## What the exercise asks
Search the data for the word "positive" and copy every line where it occurs.

Source records:
#####
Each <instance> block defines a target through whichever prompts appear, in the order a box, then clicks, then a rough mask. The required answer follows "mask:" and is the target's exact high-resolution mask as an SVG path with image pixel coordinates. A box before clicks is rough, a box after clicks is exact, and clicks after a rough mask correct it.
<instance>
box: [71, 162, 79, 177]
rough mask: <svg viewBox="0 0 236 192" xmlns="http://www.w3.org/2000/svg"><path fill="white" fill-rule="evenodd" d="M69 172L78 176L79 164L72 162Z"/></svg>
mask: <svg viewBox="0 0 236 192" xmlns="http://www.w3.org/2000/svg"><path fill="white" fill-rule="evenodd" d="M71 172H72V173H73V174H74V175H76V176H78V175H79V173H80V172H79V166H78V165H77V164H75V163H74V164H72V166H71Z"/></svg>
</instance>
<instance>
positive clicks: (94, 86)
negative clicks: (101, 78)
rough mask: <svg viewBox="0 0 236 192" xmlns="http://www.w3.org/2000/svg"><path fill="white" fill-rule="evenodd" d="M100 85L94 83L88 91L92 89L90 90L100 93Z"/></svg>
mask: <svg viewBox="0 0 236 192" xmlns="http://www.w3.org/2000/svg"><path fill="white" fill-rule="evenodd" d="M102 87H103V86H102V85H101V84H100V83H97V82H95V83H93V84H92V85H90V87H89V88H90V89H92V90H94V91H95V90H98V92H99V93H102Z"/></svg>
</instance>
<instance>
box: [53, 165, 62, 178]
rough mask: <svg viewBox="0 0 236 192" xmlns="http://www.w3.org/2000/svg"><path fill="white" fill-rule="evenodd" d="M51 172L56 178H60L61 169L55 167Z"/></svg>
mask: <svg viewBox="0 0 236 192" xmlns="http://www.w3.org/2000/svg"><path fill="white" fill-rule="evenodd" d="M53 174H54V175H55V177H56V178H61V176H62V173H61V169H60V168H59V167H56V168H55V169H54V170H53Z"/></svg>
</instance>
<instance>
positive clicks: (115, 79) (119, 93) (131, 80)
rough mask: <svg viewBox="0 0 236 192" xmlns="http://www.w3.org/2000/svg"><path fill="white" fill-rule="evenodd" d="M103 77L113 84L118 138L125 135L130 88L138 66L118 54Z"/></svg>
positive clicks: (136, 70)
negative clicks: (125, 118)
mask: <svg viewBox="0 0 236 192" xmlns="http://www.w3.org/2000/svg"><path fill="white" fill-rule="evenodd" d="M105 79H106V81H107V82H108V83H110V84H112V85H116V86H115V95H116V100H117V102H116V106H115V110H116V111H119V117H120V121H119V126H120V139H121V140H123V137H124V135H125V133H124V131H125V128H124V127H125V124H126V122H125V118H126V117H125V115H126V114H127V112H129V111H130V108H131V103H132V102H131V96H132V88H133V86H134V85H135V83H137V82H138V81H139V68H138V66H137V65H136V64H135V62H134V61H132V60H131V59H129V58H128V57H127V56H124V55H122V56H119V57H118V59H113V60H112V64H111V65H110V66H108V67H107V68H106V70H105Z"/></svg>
#####
## Response for this exercise
positive clicks: (94, 86)
positive clicks: (115, 79) (119, 93) (131, 80)
positive clicks: (136, 70)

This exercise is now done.